# What the exercise asks
Repeat the whole listing exactly.

(Point-based annotation data)
++++

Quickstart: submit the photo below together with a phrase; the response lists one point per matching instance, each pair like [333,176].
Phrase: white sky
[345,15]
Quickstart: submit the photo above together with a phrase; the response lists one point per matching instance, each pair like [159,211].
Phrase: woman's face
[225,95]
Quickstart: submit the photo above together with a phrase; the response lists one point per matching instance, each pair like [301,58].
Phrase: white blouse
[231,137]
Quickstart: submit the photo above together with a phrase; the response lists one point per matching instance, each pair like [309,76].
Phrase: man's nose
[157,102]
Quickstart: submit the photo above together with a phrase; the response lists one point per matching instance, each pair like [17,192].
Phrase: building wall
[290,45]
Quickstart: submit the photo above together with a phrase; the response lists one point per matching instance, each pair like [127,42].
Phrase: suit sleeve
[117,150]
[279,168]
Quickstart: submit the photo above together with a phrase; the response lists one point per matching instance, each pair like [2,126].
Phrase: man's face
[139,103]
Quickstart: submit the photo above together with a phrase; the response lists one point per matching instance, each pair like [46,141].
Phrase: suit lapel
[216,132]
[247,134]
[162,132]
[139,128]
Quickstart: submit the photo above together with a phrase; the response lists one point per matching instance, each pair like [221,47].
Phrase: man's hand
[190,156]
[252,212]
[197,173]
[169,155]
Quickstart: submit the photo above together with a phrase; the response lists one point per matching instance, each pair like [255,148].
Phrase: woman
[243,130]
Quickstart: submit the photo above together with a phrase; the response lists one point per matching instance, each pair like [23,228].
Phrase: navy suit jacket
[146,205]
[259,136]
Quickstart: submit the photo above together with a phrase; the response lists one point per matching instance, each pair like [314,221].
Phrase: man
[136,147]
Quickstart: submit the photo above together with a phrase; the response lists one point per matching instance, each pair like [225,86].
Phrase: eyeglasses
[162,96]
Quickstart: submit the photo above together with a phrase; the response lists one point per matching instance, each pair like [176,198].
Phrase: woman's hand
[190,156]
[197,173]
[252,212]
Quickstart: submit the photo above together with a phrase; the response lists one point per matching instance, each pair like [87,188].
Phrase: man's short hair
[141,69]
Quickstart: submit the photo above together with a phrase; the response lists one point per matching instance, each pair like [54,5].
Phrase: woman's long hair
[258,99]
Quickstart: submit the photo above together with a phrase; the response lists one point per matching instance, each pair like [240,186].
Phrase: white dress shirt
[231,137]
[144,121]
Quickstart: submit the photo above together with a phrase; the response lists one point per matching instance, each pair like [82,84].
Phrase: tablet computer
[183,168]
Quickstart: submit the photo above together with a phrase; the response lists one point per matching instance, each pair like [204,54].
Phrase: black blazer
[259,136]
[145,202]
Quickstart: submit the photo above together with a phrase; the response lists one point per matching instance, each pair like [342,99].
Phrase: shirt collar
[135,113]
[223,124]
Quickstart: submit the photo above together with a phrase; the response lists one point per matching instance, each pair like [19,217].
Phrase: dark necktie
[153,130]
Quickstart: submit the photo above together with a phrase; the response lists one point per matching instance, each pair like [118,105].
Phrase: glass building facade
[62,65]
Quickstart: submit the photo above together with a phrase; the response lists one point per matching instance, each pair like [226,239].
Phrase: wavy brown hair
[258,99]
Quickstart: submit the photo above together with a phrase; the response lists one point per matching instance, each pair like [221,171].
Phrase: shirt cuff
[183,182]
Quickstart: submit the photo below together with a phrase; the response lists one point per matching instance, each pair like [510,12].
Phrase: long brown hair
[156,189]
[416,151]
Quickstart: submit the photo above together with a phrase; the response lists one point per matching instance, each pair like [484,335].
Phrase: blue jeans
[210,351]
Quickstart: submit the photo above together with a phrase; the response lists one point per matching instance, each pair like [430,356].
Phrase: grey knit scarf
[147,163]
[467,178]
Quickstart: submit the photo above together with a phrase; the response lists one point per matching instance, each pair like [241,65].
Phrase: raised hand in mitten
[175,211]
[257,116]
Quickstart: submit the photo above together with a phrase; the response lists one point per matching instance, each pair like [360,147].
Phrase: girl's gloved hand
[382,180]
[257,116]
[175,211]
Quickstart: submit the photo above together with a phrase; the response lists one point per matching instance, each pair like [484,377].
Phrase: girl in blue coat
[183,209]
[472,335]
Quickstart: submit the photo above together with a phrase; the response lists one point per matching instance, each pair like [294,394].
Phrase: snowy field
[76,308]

++++

# Correct output
Quickstart: submit the photo below together with a phrase; the response lists one point per matching instance, each pair like [333,176].
Phrase: white sky
[345,15]
Quickstart: submit the photo above together with a phrase; the response lists one point per matching instance, each pair like [159,211].
Phrase: woman's face
[225,95]
Quickstart: submit the photo above together with a phrase; the response lists one point per matching instance, each pair like [301,58].
Phrase: white blouse
[231,137]
Quickstart: submit the photo above together with a phrase; the response lists one point per matching instance, each pair like [309,76].
Phrase: man's nose
[157,102]
Quickstart: submit the photo above together with a phrase; the response lists one point per matching instance, each pair like [17,192].
Phrase: building wall
[290,45]
Quickstart: submit the photo above together with a phrase; the response lists one point per matching instance, each pair like [127,42].
Phrase: suit sleeve
[117,150]
[279,168]
Quickstart: submit the photo above together with a phrase; the response lists one point per matching instance, each pair like [2,126].
Phrase: man's face
[139,103]
Quickstart: submit the photo above together with a phrase; the response lists one point per matching instance, each pair like [46,141].
Phrase: suit lapel
[216,132]
[247,134]
[162,132]
[139,128]
Quickstart: submit the photo above together with a phrase; the response lists one point per matching instance, each pair like [221,47].
Phrase: man's hand
[190,156]
[252,212]
[197,173]
[169,155]
Quickstart: submit the photo above together with a phrase; the response lists one point per matching instance, each pair like [255,148].
Phrase: woman
[243,130]
Quickstart: submit the photo above together with a phrase; the response lists one point per matching instance, each pair like [23,228].
Phrase: navy suit jacket
[146,205]
[259,136]
Quickstart: submit the photo above together with a phrase; the response lists one point per matching instance, each pair like [314,221].
Phrase: man
[136,147]
Quickstart: submit the photo above together with a phrase; the response lists one point per matching instance, each pair like [225,86].
Phrase: eyeglasses
[162,96]
Quickstart: submit the photo above together with a phrase; the response lists one point per matching instance, each pair like [176,198].
Phrase: woman's hand
[190,156]
[197,173]
[252,212]
Quickstart: submit the photo above together with a phrase; the response lists one point per matching instance, each pair like [87,188].
Phrase: man's short hair
[141,69]
Quickstart: submit the photo above together with a phrase; the response lists one point per matching instance, each pair like [54,5].
Phrase: woman's long hair
[258,99]
Quickstart: submit the photo above together with a phrase; the response lists one point per matching instance, each pair like [240,186].
Phrase: white dress shirt
[231,137]
[144,121]
Quickstart: submit the photo above together with a phrase; the response lists one point per matching instance, each pair like [82,84].
Phrase: tablet computer
[183,168]
Quickstart: submit the photo above together with a phrase; the response lists one point per matching instance, each pair like [204,54].
Phrase: black blazer
[259,136]
[145,202]
Quickstart: submit the photo above together with a phrase; the response lists one point per matching instance, each pair like [342,99].
Phrase: shirt collar
[135,113]
[223,124]
Quickstart: submit the photo above together with a phrase; the response lists one point per matching instance, each pair like [19,217].
Phrase: dark necktie
[153,130]
Quickstart: submit the photo above together with a phrase; the response lists one point per matching instance, each pair like [118,105].
Phrase: glass building facade
[62,65]
Quickstart: submit the photo above together with a phrase; the response lists one point per matching instance, each pair like [226,239].
Phrase: wavy brown hair
[258,99]
Quickstart: submit the photo above together with a phrase; the response lists one point per matching instance, each pair like [221,171].
Phrase: shirt cuff
[183,182]
Quickstart: submit the photo below together with a phrase; the response lists one point per matching instance, each pair like [510,12].
Phrase: long brown hair
[156,189]
[416,151]
Quickstart: submit the photo above together with a phrase; the response lists one point per matching instance, each pair like [484,335].
Phrase: blue jeans
[210,351]
Quickstart: submit the photo above together with a phrase; the response lists one point per matching instance, each pair like [430,356].
Phrase: grey knit scarf
[147,163]
[467,178]
Quickstart: submit the photo above together with a phrase; the response lists one point per matching instance, each pair like [241,65].
Phrase: raised hand in mitten
[175,211]
[257,116]
Quickstart: submit the photo above together with a phrase; the response lists one point per matching instance, each pair like [360,147].
Phrase: girl's gloved hand
[382,180]
[257,116]
[175,211]
Quickstart: submit the photo above together with a phrase; the response lists one point per matching instance, each pair like [484,377].
Phrase: girl in blue coat
[183,209]
[472,335]
Quickstart: submit the photo above together with a phrase; the response lists one point per matching instance, each pair like [294,394].
Phrase: snowy field
[76,308]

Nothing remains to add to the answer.